Co-sleeping and bed-sharing are quite similar, the only difference being that not all co-sleeping is bed-sharing, but all bed-sharing is a form of co-sleeping. For my family, bed-sharing has been the easiest and most natural solution for caring for my newborns. Babies benefit from nestling into warm and familiar space, and adapting to parents’ natural biorhythms. They learn healthy sleep patterns and begin sleeping through the night early. And, secure in the constant contact they receive throughout the night, they are eager and ready to explore their brand new world during the day.
In my case, each of my first three children began sleeping through the night by four months old, and then transitioned to a bassinet in my room and later to a crib in their own bedrooms. My son, now five months old, still shares our bed. I allow my children to dictate when they are ready to separate from me for sleeping—when they become all knees and elbows and simply won’t settle in my arms, I know it’s time! But this is my model; your family must find what works for you.

_TASK TO CARRY OUT:_ Write out the co-sleeping passage word for word, between "In my case, each" and "works for you.", inclusive.

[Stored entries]
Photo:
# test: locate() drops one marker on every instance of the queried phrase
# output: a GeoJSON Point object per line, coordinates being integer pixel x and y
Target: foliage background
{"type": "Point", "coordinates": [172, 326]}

_RESPONSE TO THIS TASK:_
In my case, each of my first three children began sleeping through the night by four months old, and then transitioned to a bassinet in my room and later to a crib in their own bedrooms. My son, now five months old, still shares our bed. I allow my children to dictate when they are ready to separate from me for sleeping—when they become all knees and elbows and simply won’t settle in my arms, I know it’s time! But this is my model; your family must find what works for you.